Directive ::
Copy each line below without leaving any out.

Extracted data ::

-*-

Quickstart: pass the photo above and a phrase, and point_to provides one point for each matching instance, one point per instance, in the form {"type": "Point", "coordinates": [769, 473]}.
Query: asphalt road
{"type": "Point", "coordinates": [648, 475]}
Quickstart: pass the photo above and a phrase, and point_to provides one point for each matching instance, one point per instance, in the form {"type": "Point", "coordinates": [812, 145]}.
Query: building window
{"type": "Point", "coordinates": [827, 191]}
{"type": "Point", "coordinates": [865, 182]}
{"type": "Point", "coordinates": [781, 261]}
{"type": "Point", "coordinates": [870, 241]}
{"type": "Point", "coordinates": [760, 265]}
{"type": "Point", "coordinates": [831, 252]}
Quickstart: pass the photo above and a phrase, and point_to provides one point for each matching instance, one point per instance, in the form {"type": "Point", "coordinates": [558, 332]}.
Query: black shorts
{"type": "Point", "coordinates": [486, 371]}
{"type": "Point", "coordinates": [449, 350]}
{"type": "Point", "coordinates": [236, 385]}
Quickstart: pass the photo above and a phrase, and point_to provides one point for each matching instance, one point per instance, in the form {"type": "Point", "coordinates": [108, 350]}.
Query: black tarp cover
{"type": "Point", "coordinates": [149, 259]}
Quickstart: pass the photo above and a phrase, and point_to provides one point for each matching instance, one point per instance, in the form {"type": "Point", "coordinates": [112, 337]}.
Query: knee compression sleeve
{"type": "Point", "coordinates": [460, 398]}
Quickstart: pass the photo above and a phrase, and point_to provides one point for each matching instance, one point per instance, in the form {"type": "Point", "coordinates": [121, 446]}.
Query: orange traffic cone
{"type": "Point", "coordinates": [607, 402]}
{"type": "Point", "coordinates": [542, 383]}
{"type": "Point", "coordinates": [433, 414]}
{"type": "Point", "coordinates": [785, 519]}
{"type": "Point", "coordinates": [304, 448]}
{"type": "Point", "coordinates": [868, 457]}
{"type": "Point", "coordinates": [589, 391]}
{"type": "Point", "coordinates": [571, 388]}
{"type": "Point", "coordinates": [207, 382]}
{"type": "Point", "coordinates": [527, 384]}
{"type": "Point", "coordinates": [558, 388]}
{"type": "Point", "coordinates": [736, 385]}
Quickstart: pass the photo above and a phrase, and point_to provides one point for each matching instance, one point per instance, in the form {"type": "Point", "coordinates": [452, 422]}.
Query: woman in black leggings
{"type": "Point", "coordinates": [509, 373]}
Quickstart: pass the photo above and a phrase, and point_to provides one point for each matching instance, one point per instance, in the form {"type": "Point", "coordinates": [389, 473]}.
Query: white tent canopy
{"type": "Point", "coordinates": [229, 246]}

-*-

The solution ::
Quickstart: pass the photo above and a phrase, and point_to provides one point for each matching instance, one point per instance, in the form {"type": "Point", "coordinates": [769, 473]}.
Query: asphalt road
{"type": "Point", "coordinates": [648, 475]}
Quickstart: pass the photo above and a phrase, and point_to provides one point for each matching instance, one point per instance, in the form {"type": "Point", "coordinates": [812, 145]}.
Query: building window
{"type": "Point", "coordinates": [827, 191]}
{"type": "Point", "coordinates": [865, 182]}
{"type": "Point", "coordinates": [781, 261]}
{"type": "Point", "coordinates": [870, 241]}
{"type": "Point", "coordinates": [760, 265]}
{"type": "Point", "coordinates": [831, 252]}
Quickstart: pass the photo above and a phrase, and point_to provides one point for each matching instance, one point per instance, in the form {"type": "Point", "coordinates": [558, 332]}.
Query: black shorts
{"type": "Point", "coordinates": [486, 371]}
{"type": "Point", "coordinates": [449, 350]}
{"type": "Point", "coordinates": [236, 385]}
Quickstart: pass the photo above and a phrase, and point_to provides one point for each matching instance, one point per instance, in the form {"type": "Point", "coordinates": [108, 350]}.
Query: black tarp cover
{"type": "Point", "coordinates": [149, 259]}
Quickstart: pass the photo above and a phrase, and point_to provides one point for each matching instance, one point per instance, in the form {"type": "Point", "coordinates": [112, 337]}.
Query: knee compression sleeve
{"type": "Point", "coordinates": [460, 398]}
Quickstart: pass the photo above and a phrase, and point_to provides one point for each matching instance, one point per instance, in the form {"type": "Point", "coordinates": [121, 446]}.
Query: orange traffic cone
{"type": "Point", "coordinates": [607, 402]}
{"type": "Point", "coordinates": [542, 383]}
{"type": "Point", "coordinates": [433, 414]}
{"type": "Point", "coordinates": [785, 519]}
{"type": "Point", "coordinates": [304, 448]}
{"type": "Point", "coordinates": [868, 457]}
{"type": "Point", "coordinates": [589, 391]}
{"type": "Point", "coordinates": [571, 388]}
{"type": "Point", "coordinates": [207, 382]}
{"type": "Point", "coordinates": [527, 384]}
{"type": "Point", "coordinates": [558, 388]}
{"type": "Point", "coordinates": [736, 385]}
Quickstart: pass the photo above and a phrase, and point_to provides one point for each matching instance, one point per instance, in the form {"type": "Point", "coordinates": [452, 422]}.
Query: woman in black leggings
{"type": "Point", "coordinates": [509, 373]}
Quickstart: pass the photo above and a phrase, and point_to provides one point for each matching instance, one point per instance, in the form {"type": "Point", "coordinates": [389, 473]}.
Query: white tent canopy
{"type": "Point", "coordinates": [229, 246]}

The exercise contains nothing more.